■ **Exercise aim**
Return all of the data exactly, with nothing left out but the pictures.

■ **Material to process**

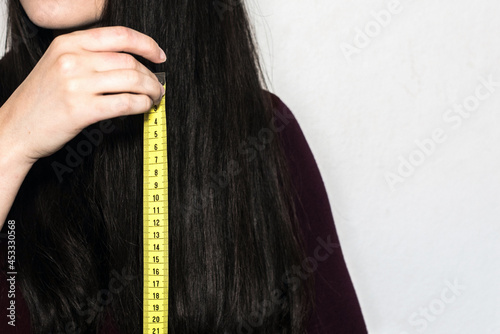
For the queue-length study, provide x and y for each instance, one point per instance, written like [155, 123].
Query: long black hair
[233, 232]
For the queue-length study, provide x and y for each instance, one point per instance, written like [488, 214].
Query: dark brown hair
[232, 242]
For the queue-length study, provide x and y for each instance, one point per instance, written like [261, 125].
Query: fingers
[118, 39]
[126, 81]
[108, 61]
[115, 105]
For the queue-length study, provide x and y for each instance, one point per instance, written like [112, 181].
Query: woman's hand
[66, 90]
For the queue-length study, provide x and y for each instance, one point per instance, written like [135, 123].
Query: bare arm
[84, 77]
[13, 170]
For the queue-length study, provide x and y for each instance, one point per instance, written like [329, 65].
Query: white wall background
[438, 225]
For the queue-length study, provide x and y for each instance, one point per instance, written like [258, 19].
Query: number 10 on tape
[155, 219]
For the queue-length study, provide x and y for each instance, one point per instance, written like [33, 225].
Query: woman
[244, 253]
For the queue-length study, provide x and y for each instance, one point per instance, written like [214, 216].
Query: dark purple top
[337, 308]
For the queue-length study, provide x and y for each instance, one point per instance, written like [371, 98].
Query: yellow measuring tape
[155, 219]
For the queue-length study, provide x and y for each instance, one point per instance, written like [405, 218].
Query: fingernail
[163, 56]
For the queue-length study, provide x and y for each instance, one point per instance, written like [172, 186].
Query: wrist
[13, 155]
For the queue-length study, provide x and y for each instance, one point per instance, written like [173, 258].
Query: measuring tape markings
[155, 219]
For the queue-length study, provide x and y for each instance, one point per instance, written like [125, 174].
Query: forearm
[13, 168]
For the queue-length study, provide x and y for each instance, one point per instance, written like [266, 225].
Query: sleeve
[337, 309]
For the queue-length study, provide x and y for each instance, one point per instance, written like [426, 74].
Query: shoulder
[336, 304]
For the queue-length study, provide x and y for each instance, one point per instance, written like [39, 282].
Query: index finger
[119, 38]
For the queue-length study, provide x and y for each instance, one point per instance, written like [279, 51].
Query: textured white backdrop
[399, 102]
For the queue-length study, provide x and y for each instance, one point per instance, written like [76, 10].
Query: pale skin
[65, 91]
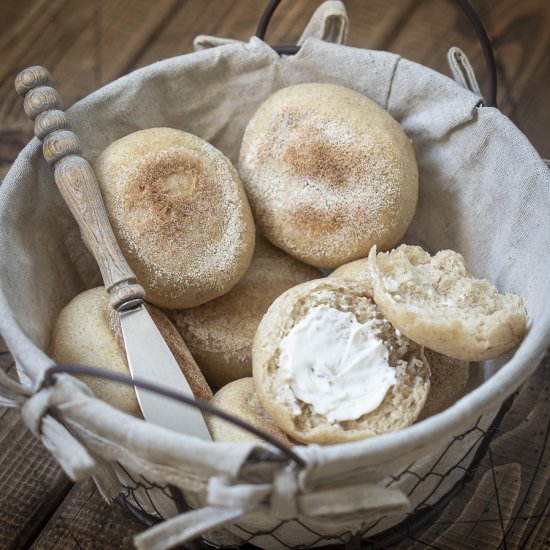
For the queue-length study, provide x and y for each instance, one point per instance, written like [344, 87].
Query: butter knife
[149, 357]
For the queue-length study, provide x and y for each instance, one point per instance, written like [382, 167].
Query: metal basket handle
[465, 5]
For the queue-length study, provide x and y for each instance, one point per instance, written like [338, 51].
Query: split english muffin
[239, 399]
[329, 368]
[437, 303]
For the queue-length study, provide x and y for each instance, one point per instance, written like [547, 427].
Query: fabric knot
[36, 411]
[283, 503]
[12, 393]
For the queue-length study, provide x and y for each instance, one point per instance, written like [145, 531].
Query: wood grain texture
[85, 521]
[32, 485]
[87, 44]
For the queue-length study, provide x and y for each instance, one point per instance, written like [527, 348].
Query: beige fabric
[484, 192]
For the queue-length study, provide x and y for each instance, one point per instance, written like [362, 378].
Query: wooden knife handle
[77, 183]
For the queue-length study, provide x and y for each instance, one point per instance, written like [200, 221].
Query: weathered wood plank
[87, 44]
[31, 483]
[85, 521]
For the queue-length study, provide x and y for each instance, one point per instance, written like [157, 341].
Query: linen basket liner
[484, 191]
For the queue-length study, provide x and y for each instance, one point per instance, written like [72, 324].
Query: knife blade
[148, 354]
[150, 358]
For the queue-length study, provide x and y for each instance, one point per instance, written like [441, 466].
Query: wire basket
[157, 475]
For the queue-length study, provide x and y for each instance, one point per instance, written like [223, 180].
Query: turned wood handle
[76, 181]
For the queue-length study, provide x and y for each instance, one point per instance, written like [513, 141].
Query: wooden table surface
[86, 44]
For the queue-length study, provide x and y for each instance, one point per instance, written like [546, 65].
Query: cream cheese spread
[336, 364]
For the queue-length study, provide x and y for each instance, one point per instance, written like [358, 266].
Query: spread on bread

■ **Output for this task**
For the queue-length study, provide x and y for each instance, one point per instance, written like [155, 123].
Query: long black hair
[233, 232]
For the queue-length study, provide x and y for each instance, one point per instance, written like [488, 214].
Query: dark brown hair
[232, 242]
For the queue-length study, provide x and y for each instance, one point per instance, written like [261, 125].
Query: fingers
[118, 39]
[126, 81]
[108, 61]
[115, 105]
For the queue-length study, provide x and y for each instance, one point per instance, written like [112, 181].
Query: woman's hand
[66, 90]
For the queue-length study, provide x and y for each instance, one point per instance, written like [135, 123].
Query: bare arm
[84, 77]
[13, 170]
For the queue-length study, provide x and y for each instance, one point per instance, written like [329, 65].
Query: white wall background
[438, 225]
For the queue-length study, provide x and y for each instance, one point per instance, written like [258, 19].
Query: number 10 on tape
[155, 219]
For the queue-length study, provide x and y for each instance, one point per instance, written like [33, 225].
Query: woman
[244, 253]
For the queue-length study, provide x and y for each instance, one point per instance, written like [214, 216].
Query: dark purple top
[337, 308]
For the queue-length study, provide x and y for each instance, one point per instance, written like [371, 98].
Query: yellow measuring tape
[155, 219]
For the queue-length study, provide x and y for each instance, one point per instance, written like [405, 218].
Query: fingernail
[163, 56]
For the queue-length study, provide x and y for each instance, one point per instance, written like [172, 186].
Query: wrist
[13, 155]
For the queue-length study, provide x and y for each instance, one point per instance, written like [173, 258].
Query: measuring tape markings
[155, 219]
For the queue-length study, provide x and y for each instance, one point per instance, written like [125, 174].
Query: forearm
[13, 168]
For the queue-length study, provide x and y for each instance, one point per instance, written like [266, 225].
Query: sleeve
[337, 309]
For the queue-length study, provide x and y for each instance, one point per instance, written like [426, 74].
Query: shoulder
[336, 304]
For the queue-length study, provide x and y for each instance, one point per instance, written like [39, 282].
Query: index finger
[119, 38]
For the queue-length study, provide x and y for each instance, one point per instance, written like [279, 51].
Query: textured white backdrop
[399, 102]
For the queue-length study, provide x and y for each instance, one point per instance, written like [76, 10].
Query: pale skin
[65, 91]
For the queue-length study, provide x and y for each instance, one point per instance, written like [344, 87].
Query: butter knife
[149, 357]
For the queue-length study, provide x and y for each instance, one point per instance, written like [382, 167].
Query: metal basket handle
[465, 5]
For the queue-length study, provide x and y for each instance, one point per instance, written like [338, 51].
Query: split english muffin
[239, 399]
[329, 368]
[437, 303]
For the queue-length study, provide x and y for each instance, one point per instance, written like [547, 427].
Query: fabric knot
[36, 411]
[283, 503]
[12, 393]
For the queue-length study, provide x and y for each instance, one point per instance, written like [145, 531].
Query: wood grain texture
[85, 521]
[32, 485]
[87, 44]
For the queue-length study, provide x and y for each instance, one point per instance, written like [527, 348].
Query: beige fabric
[484, 192]
For the queue-length study, provide x and y for each instance, one point per instance, written like [362, 378].
Query: wooden knife handle
[77, 183]
For the queue-length study, provide x and y for each instance, one point per instance, written like [200, 221].
Query: weathered wood plank
[87, 44]
[31, 483]
[85, 521]
For the queue-length study, provide x and y for each instance, one point per instance, written like [157, 341].
Query: linen basket liner
[484, 191]
For the queue-length study, provide x and y for each instance, one point per instance, written like [72, 324].
Query: knife blade
[148, 354]
[150, 358]
For the queue-length study, provide x and y for each instance, one point per instance, written like [441, 466].
Query: wire basket
[157, 475]
For the queue-length study, provide x and y for each instance, one point per instance, written like [223, 180].
Query: turned wood handle
[76, 181]
For the queue-length study, provide x and y for each instance, one point per instance, written like [513, 141].
Query: wooden table surface
[86, 44]
For the queue-length study, provide x and y for each instance, one point per instance, written like [546, 65].
Query: cream cheese spread
[336, 364]
For the queue-length study, provide x and y for each instance, one point per instance, written like [358, 266].
Query: spread on bread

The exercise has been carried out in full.